Zeilen aus dem Datensatz zum Zeigen auf Objekte:
###

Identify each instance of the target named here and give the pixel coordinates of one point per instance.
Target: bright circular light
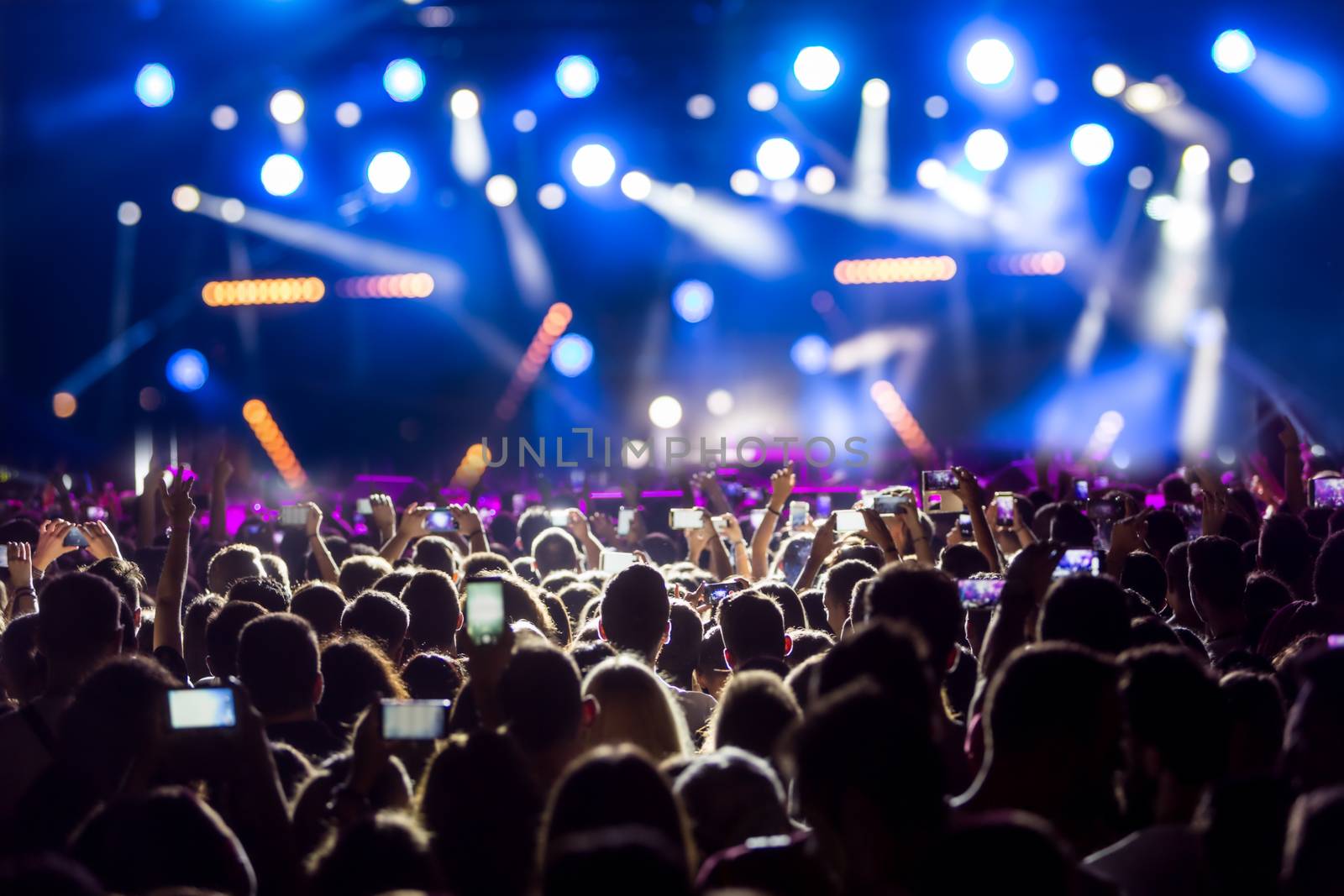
(932, 174)
(811, 354)
(1195, 159)
(154, 85)
(719, 402)
(571, 355)
(990, 62)
(745, 183)
(1045, 92)
(777, 159)
(1241, 170)
(1233, 51)
(1140, 177)
(128, 214)
(186, 197)
(1109, 80)
(281, 175)
(550, 196)
(349, 114)
(664, 411)
(987, 149)
(1092, 144)
(403, 80)
(286, 107)
(636, 186)
(593, 165)
(820, 181)
(692, 300)
(464, 103)
(187, 369)
(816, 67)
(699, 107)
(936, 107)
(763, 97)
(501, 190)
(524, 120)
(223, 117)
(389, 172)
(875, 93)
(232, 210)
(577, 76)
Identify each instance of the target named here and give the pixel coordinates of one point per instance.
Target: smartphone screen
(197, 708)
(484, 610)
(414, 719)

###

### GESTELLTE AUFGABE
Überführe bitte alle Zeilen oben in eine CSV mit den zwei Spalten „eingabe“ und „ziel“. Lege pro Text mit Zielangabe eine Datenzeile an, die diesen Text und die zugehörigen Koordinaten enthält, jeweils als ein Feld in Anführungszeichen mit Leerzeichen statt Zeilenumbrüchen, und lass die Bilder weg.

### ERGEBNIS DER AUFGABE
eingabe,ziel
"Identify each instance of the target named here and give the pixel coordinates of one point per instance. Target: bright circular light","(932, 174) (811, 354) (1195, 159) (154, 85) (719, 402) (571, 355) (990, 62) (745, 183) (1045, 92) (777, 159) (1241, 170) (1233, 51) (1140, 177) (128, 214) (186, 197) (1109, 80) (281, 175) (550, 196) (349, 114) (664, 411) (987, 149) (1092, 144) (403, 80) (286, 107) (636, 186) (593, 165) (820, 181) (692, 300) (464, 103) (187, 369) (816, 67) (699, 107) (936, 107) (763, 97) (501, 190) (524, 120) (223, 117) (389, 172) (875, 93) (232, 210) (577, 76)"
"Identify each instance of the target named here and give the pixel coordinates of one point per instance. Target: smartphone screen","(197, 708) (484, 610) (414, 719)"